>> begin Data listing

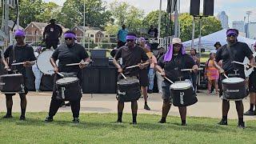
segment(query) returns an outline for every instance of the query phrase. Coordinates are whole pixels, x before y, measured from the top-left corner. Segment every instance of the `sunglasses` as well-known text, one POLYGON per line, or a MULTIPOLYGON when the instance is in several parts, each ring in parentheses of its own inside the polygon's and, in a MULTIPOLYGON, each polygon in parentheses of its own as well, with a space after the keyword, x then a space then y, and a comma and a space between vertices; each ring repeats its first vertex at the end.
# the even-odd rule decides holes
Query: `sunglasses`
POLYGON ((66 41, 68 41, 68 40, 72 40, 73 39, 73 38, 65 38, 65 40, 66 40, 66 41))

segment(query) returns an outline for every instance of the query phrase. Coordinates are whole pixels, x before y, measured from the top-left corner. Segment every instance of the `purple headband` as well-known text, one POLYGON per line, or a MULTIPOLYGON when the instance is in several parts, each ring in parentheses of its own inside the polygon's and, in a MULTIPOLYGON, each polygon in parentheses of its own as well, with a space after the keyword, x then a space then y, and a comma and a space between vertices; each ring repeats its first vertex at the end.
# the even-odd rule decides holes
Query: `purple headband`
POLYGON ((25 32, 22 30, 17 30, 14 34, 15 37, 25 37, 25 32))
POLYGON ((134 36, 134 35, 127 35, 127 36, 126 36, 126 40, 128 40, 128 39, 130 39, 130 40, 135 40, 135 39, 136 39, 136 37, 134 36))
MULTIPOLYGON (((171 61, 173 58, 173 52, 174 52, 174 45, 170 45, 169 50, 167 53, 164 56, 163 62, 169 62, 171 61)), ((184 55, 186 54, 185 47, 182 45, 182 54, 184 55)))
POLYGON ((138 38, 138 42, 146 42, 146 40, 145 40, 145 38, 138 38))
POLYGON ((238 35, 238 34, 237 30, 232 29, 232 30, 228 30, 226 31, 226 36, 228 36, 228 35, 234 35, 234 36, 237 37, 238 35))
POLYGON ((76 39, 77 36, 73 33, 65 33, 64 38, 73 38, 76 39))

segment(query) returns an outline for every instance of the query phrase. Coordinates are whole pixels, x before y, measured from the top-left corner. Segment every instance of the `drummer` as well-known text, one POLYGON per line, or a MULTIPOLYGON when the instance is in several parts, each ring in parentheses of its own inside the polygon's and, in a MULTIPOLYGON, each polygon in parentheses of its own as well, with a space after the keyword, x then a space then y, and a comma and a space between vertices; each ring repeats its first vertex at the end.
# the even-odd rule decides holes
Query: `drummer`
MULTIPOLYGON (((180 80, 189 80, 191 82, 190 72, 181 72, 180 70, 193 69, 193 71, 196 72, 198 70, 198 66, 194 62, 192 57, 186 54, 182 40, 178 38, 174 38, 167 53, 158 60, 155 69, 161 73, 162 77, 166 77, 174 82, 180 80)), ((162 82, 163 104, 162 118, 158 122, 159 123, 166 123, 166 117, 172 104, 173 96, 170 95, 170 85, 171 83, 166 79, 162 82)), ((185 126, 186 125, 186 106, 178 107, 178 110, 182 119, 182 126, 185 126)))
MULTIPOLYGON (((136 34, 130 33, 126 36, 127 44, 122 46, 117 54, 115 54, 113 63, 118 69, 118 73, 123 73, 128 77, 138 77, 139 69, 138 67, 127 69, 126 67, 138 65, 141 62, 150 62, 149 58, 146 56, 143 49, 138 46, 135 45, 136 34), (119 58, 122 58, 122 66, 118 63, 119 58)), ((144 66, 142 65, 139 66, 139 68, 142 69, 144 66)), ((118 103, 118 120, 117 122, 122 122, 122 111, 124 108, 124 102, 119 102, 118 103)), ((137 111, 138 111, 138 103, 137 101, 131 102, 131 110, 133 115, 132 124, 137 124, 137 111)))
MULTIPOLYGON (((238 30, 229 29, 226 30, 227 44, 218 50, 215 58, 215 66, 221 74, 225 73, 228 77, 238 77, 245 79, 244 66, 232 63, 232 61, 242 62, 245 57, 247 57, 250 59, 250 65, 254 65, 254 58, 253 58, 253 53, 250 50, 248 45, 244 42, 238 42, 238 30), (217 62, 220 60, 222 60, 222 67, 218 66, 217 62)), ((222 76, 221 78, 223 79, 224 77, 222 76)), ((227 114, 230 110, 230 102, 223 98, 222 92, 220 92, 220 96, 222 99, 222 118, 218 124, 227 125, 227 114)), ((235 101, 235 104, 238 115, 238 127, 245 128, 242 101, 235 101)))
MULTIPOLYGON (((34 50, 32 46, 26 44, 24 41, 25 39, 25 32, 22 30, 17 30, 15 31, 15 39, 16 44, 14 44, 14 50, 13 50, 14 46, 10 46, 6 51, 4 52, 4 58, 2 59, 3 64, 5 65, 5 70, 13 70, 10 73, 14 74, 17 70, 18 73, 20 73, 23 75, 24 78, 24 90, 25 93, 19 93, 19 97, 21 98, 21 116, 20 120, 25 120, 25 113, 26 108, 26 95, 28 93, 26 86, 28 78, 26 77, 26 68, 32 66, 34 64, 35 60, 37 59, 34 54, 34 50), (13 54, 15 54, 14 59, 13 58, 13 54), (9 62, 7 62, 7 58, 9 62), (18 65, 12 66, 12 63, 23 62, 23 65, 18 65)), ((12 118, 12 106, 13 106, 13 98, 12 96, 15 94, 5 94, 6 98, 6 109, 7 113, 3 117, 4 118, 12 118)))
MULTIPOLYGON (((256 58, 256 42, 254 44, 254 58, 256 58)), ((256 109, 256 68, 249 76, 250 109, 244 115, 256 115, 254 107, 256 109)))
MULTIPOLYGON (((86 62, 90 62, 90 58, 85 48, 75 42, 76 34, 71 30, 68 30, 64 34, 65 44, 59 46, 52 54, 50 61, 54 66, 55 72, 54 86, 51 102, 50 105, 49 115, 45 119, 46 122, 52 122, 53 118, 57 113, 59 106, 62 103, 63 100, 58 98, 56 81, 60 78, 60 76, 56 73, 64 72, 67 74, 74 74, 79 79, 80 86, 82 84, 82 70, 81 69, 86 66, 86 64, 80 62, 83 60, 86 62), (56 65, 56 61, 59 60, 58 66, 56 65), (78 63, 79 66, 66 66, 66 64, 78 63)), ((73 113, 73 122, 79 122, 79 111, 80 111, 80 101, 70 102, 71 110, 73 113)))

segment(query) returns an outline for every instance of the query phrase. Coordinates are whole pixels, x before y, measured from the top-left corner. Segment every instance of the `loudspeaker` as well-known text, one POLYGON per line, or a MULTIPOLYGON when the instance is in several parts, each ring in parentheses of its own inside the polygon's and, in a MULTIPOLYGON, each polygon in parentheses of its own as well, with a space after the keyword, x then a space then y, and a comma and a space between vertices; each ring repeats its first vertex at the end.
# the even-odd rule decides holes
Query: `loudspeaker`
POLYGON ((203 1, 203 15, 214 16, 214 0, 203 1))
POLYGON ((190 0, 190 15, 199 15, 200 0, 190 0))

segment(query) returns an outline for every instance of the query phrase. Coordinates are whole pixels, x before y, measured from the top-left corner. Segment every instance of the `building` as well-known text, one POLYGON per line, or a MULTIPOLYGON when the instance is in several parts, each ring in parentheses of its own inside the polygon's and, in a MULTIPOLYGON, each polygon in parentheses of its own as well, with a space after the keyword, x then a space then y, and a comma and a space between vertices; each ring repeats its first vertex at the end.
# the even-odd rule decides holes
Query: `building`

>> end Data listing

Switch "sunglasses" to "eyeglasses" in the rows from the start of the rows through the line containing "POLYGON ((66 41, 68", inclusive, leaving everything else unchanged. Leave out the picture.

▶ **Response for this exercise**
segment(query) returns an outline for every instance of the query phrase. Coordinates are whole pixels, x before y, measured from the top-left corner. Segment every instance of the `eyeglasses` as well-known text, one POLYGON per line, or a MULTIPOLYGON when the instance is in several parts, each ring in parentheses of its own inside the polygon's and, in a MULTIPOLYGON, each polygon in parentheses of its own as well, with a space after the keyword, x then a space then y, and a comma and a space between vertices; each ring repeats its first vertex at the end.
# the even-odd rule decides holes
Query: `eyeglasses`
POLYGON ((66 41, 68 41, 68 40, 72 40, 73 39, 73 38, 65 38, 65 40, 66 40, 66 41))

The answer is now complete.